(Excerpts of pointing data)
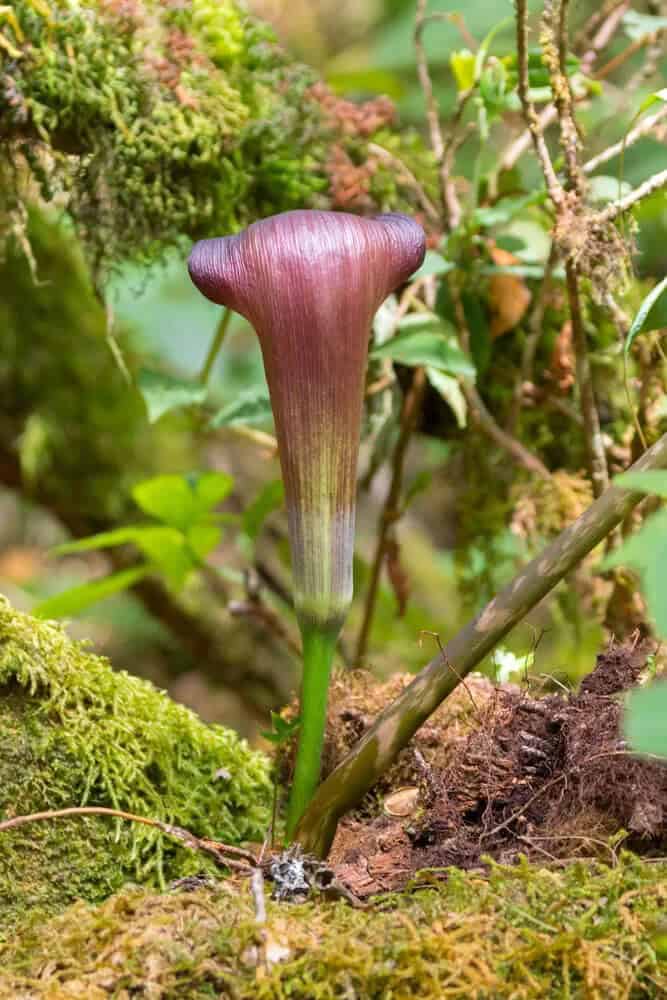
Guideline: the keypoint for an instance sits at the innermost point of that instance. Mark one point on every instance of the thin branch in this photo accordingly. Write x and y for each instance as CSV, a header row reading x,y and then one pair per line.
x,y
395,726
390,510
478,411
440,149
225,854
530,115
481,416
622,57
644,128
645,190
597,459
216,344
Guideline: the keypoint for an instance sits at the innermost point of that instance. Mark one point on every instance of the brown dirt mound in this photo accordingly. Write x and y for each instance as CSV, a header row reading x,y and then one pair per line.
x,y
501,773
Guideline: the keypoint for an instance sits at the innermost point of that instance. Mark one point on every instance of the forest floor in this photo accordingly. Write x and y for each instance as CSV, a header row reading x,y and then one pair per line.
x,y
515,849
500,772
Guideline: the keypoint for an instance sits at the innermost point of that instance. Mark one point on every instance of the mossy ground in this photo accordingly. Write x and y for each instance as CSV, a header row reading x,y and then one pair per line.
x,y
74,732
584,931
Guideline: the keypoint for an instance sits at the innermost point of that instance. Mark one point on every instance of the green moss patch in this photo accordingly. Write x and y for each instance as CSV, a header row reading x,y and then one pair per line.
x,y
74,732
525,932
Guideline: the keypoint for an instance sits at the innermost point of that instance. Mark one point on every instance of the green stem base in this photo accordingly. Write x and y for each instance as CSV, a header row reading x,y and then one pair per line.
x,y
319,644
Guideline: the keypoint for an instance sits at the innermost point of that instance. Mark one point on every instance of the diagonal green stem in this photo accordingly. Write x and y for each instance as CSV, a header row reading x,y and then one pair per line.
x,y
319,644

* SHORT PROBLEM
Copy all of the material above word for word, leaving the picture out of your answer.

* CORRECT RESPONSE
Guideline: the keypoint for an instance sits at the innermost point of that instance. Mark one point on every instance of the thin branch in this photo accordingly. Write x and y for each instance as CSV, a header row reading x,y and then one pair per line.
x,y
395,726
390,510
478,411
440,149
225,854
530,115
481,416
622,57
644,128
645,190
597,459
216,344
Guideline: the keypoint for an instance sits at the innermost point of that instance. Mark one point on every instance of the brown dirt mound in this photo accordingly. Write x and y for each instance as CSV, a header row reading x,y and then one pair per line.
x,y
501,773
Guideline: the keypoint for an instance sits at the innermost point of that instance. Mark one point on every instance of the forest floor in this photo accordingly. Write x and y for each instance as CSV, a header row reading x,y and then one pair per line.
x,y
515,849
500,772
Guideline: the keypoint for an instance sits at the innermost point of that instance. Mark one point on every instance of the mossy ground in this photo accordingly. Write x and y for each instance as CSV, a header row reading x,y and then one pair per line.
x,y
74,732
584,931
Guideline: the keypoint for an instance sits at the innermost point of that instance. Mark one point on every instance of the green moss patch in this photo accordingly. Write x and y for each instance as CSV, a header row reading x,y and then one pair per line.
x,y
74,732
525,932
Guideline: the keypoint for an instance sits at the innermost point of that instance. Mark one point on every instance of the green stem base in this photo accordingly. Write x and y for each instance as CSV, a header row reading x,y and then one pair per line.
x,y
319,644
Guideline: the keypoint for an instance sits at the innermost point of that instance. Mark one point on every instance of the diagonal green stem in this photo accordingly. Write x and y for each instance as CSV, a header row reading x,y and then one pair per line.
x,y
319,644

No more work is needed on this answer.